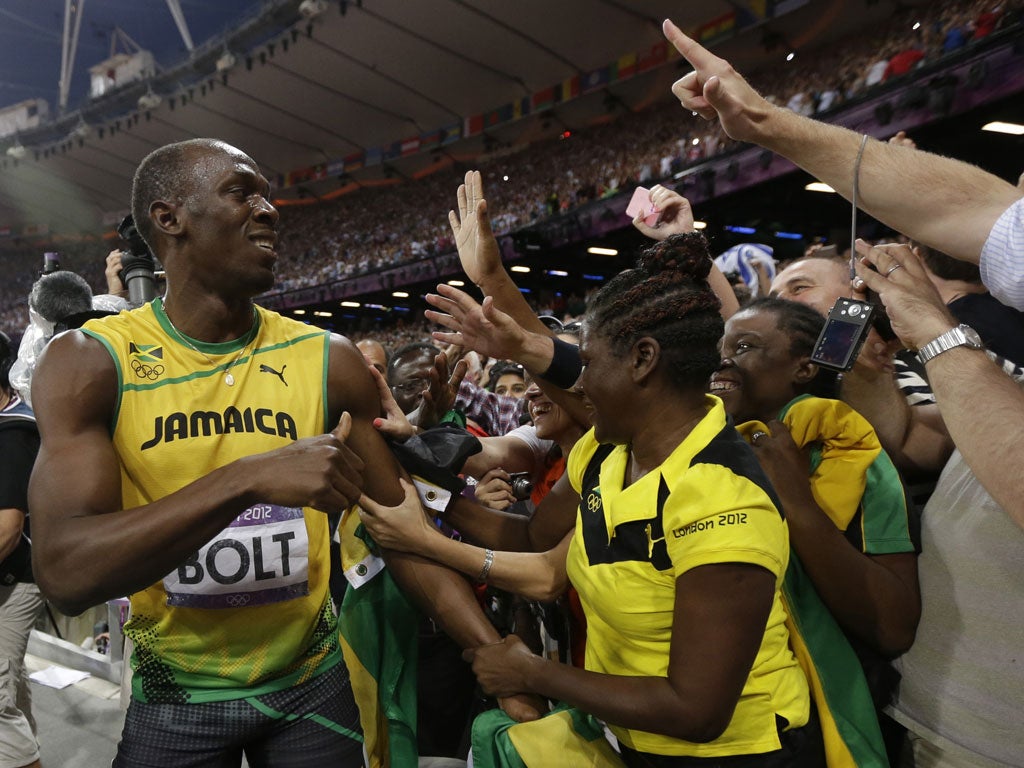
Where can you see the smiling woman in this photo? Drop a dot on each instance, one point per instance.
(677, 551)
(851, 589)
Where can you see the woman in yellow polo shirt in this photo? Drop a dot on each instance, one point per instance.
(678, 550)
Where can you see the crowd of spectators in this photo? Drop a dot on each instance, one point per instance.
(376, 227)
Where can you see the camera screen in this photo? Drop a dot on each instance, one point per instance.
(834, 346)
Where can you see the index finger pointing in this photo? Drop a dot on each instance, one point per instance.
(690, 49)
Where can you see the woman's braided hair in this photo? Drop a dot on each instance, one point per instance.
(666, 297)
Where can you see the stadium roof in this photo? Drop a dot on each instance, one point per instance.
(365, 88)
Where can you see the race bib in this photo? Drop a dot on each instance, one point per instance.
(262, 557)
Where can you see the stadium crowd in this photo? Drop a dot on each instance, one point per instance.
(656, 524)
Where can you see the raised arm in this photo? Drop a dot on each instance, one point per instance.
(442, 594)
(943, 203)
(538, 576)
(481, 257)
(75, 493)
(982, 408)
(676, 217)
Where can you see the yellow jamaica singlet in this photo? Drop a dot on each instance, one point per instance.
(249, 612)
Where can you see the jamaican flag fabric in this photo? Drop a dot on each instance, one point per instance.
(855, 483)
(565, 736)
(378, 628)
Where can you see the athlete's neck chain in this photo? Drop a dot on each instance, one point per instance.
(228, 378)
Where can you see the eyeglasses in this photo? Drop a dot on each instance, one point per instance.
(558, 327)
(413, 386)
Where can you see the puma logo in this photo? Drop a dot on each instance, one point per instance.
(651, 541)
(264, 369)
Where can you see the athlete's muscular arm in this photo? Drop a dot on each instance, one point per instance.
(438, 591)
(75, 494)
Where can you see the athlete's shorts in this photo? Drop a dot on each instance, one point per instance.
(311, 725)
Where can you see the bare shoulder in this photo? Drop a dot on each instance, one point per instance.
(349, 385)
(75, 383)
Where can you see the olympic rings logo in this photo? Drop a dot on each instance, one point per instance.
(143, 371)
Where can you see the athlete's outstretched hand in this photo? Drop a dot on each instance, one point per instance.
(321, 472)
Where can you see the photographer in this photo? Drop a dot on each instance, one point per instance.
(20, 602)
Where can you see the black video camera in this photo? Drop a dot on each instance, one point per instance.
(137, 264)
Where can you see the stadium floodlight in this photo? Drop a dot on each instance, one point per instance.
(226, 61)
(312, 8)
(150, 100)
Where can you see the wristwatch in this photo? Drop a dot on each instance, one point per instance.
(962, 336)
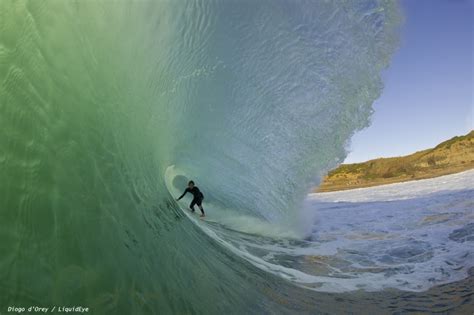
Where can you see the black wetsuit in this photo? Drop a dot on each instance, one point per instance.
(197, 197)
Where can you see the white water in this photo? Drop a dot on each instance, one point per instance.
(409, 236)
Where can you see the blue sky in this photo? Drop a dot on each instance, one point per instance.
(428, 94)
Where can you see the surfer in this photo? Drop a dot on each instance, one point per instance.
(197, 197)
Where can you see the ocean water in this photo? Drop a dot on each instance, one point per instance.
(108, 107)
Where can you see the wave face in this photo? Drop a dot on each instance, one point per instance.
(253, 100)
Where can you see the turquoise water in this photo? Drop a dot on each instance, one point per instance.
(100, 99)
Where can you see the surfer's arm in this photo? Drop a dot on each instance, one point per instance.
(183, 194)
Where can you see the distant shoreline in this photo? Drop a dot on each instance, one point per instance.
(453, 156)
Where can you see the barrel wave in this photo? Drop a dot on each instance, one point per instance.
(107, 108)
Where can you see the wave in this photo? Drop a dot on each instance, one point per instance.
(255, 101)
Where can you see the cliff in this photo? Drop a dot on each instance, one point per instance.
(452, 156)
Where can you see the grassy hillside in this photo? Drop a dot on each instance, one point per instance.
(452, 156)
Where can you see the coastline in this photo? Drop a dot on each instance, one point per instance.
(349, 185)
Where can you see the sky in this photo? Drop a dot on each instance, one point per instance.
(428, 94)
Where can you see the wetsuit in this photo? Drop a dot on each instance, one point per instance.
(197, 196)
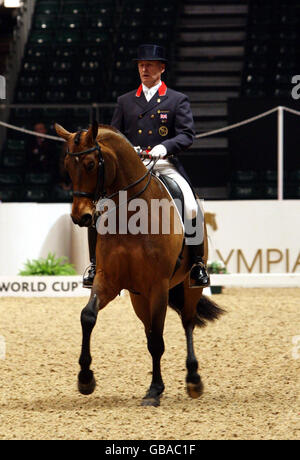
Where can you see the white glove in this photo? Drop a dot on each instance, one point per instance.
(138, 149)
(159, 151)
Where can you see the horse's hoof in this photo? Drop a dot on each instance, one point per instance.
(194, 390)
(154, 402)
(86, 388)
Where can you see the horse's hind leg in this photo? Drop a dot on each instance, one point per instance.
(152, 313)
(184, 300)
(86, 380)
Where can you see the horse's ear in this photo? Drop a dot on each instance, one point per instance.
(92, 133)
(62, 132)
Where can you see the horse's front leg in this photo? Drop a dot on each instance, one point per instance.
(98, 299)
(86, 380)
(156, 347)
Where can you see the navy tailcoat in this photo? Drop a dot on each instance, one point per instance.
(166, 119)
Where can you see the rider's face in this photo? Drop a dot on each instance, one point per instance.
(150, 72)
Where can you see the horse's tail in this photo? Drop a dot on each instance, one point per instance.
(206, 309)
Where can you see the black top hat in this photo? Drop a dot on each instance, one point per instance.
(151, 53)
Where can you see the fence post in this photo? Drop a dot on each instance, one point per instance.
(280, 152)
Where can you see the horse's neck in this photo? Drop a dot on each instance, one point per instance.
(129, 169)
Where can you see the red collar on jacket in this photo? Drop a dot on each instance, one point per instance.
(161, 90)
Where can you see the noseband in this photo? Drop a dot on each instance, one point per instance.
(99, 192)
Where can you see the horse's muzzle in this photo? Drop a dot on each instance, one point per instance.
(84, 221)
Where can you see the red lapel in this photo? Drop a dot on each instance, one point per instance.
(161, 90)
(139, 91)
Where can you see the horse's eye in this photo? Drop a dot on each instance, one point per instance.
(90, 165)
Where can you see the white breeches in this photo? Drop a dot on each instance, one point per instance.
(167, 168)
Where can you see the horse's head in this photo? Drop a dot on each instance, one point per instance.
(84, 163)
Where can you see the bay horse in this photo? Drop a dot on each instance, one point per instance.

=== Direction ===
All entries are to be retyped exactly. Omit any embedded images.

=== Exercise solution ===
Where can you see the smiling woman in this photo? Drop a dot on each instance, one point per instance.
(677, 551)
(851, 589)
Where can you see the woman in yellow polo shirt in this photo? Drop a dot on each instance, one point per instance.
(678, 550)
Where can you see the crowd of spectators in this photo? Drop a dot on each instance, one point per instance.
(376, 227)
Where can you see the camera screen in this photo? Drop a dot on each instance, one point per instance.
(834, 346)
Where can you see the index finger pointing in this photo? Drop a dot on each instance, one point per instance.
(690, 49)
Where can you see the woman's braided hair in this photo? Drop a dot on each instance, one point per instance.
(666, 297)
Where can you see the stadium roof in this photo? Drop a dot on each instance, one point per instance.
(365, 88)
Where can you see the race bib in this photo? Drop a dot on each instance, one point per instance.
(262, 557)
Where can you see the stadium crowd in this photo? Drop a dot on each instance, one point per instance.
(656, 524)
Where can you see the raised arm in this photo? Drop a dot on each instance, one point per instance.
(442, 594)
(943, 203)
(538, 576)
(481, 257)
(75, 493)
(982, 408)
(676, 217)
Where can you see the yellow jamaica singlet in this photo? Drop a dot on each instance, one point per instance.
(249, 612)
Where can you see the jamaican flag fabric in this photo? Drop a dot on each instance, one point per instance.
(855, 483)
(565, 736)
(378, 628)
Where can you see the athlete's neck chain in this photo? Drop a dot on each instance, one point per instance.
(228, 378)
Where can you see the eyeglasses in this photo? Drop a dot on each instance, one point per instance.
(558, 327)
(413, 386)
Where can you see the puma logo in this photo? Drop a dot on each instance, one point per instance.
(651, 541)
(264, 369)
Where can you see the athlete's muscular arm in this photo? Drop a dot on each instance, one point per instance.
(438, 591)
(75, 494)
Where can you see the athlete's shorts in this photo? Drop a dot on each instance, one point per instance.
(311, 725)
Where can you see the bare shoulder in this photo? Drop a dot on each instance, one point per instance.
(349, 385)
(75, 383)
Where can you see the olympic rings logo in this photo? Drop a dot on each instance, one point per instance.
(143, 371)
Where can you see the athlete's outstretched hand in this photo? Drop a dot on each instance, one point per instance.
(321, 472)
Where can you see the photographer in this photo? Drop a dot on each instance, one point per instance.
(20, 602)
Where can you see the black video camera in this photo? Drop a dot on each instance, one point per instance.
(137, 264)
Where can you see the stadium floodlight in this photo? Drop a dot on each instance, one point per instance.
(226, 61)
(312, 8)
(150, 100)
Where can you see the wristwatch in this photo? Drop a dot on each instance, one point per instance.
(962, 336)
Where can you see the black wetsuit in this photo? Drop a dot on each instance, one point per instance.
(197, 197)
Where can you see the white water in this photo? Drop a dot on each instance, one point per instance.
(409, 236)
Where can you see the blue sky in this photo? Drop a dot on each instance, one point per instance.
(428, 94)
Where can you see the surfer in this photo? Drop a dot on each instance, one point per instance.
(197, 197)
Where can you see the ocean water in this photo? Drop a dot on each instance, one point per instance.
(108, 107)
Where can you see the wave face in this photo? Drop a dot on each instance, one point per instance.
(253, 100)
Where can you see the turquoise water in this photo? Drop a dot on each instance, one point per instance.
(100, 99)
Where can you see the surfer's arm in this photo? Drop a dot on each instance, one point per instance.
(183, 194)
Where can you see the distant shoreline in this photo? Drop a dot on each instance, one point per instance.
(453, 156)
Where can you see the barrel wave in this photo? Drop a dot on each instance, one point per instance.
(107, 108)
Where can you see the wave in this photo? Drop a dot on each instance, one point per instance.
(255, 101)
Where can you see the cliff in this photo? Drop a dot on each instance, one point per instance.
(452, 156)
Where can you see the grassy hillside in this photo? Drop a dot on each instance, one point per instance.
(452, 156)
Where can you see the coastline in this photo? Drop a dot on each instance, one point per instance.
(349, 185)
Where can you see the sky in this photo? Drop a dot on each instance, one point per instance.
(428, 94)
Where can you see the wetsuit in this photo? Drop a dot on each instance, one point per instance.
(197, 196)
Where can you see the white glove in this photo? Drop a dot on each instance, one point per instance.
(138, 149)
(159, 151)
Where can you see the horse's hoof in this photo? Drop a dot on each instance, one point per instance.
(194, 390)
(154, 402)
(86, 388)
Where can you see the horse's hind leg in this photo? Drop a dot on each instance, one point per instance.
(152, 313)
(184, 300)
(86, 380)
Where can you see the horse's ear in this photo? Drop a dot on each instance, one point per instance.
(92, 133)
(62, 132)
Where can you see the horse's front leg in this photo? Drop a dot on each instance, one point per instance.
(98, 299)
(86, 380)
(156, 347)
Where can you see the navy tailcoat in this photo? Drop a dot on each instance, one point per instance.
(166, 119)
Where can you see the rider's face in this photo? Drop a dot on each instance, one point per instance.
(150, 72)
Where can you see the horse's tail in this photo? Drop a dot on each instance, one point per instance.
(206, 309)
Where can you see the black top hat in this photo? Drop a dot on each instance, one point per instance.
(151, 53)
Where can you see the fence post in this photo? Drop a dot on each instance, one point per instance.
(280, 152)
Where can you see the horse's neck in this photo? Drop a dot on each instance, one point per instance.
(129, 169)
Where can you see the red collar on jacket in this photo? Drop a dot on each instance, one point per instance.
(161, 90)
Where can you see the noseband in this photo? Drop a dot on each instance, one point per instance.
(99, 192)
Where can you see the horse's muzzle in this photo? Drop a dot on each instance, one point per instance.
(84, 221)
Where can you see the red lapel in this photo? Drop a dot on each instance, one point per instance.
(161, 90)
(139, 91)
Where can you see the horse's eye in this photo? Drop a dot on each instance, one point per instance.
(90, 165)
Where can you see the white breeches in this photo? Drop a dot on each instance, one point per instance.
(167, 168)
Where can you see the horse's head in this photo? Drop a dot on each instance, one point per instance.
(84, 163)
Where can you see the bay horse in this photo? Drop a dot on each instance, one point per instance.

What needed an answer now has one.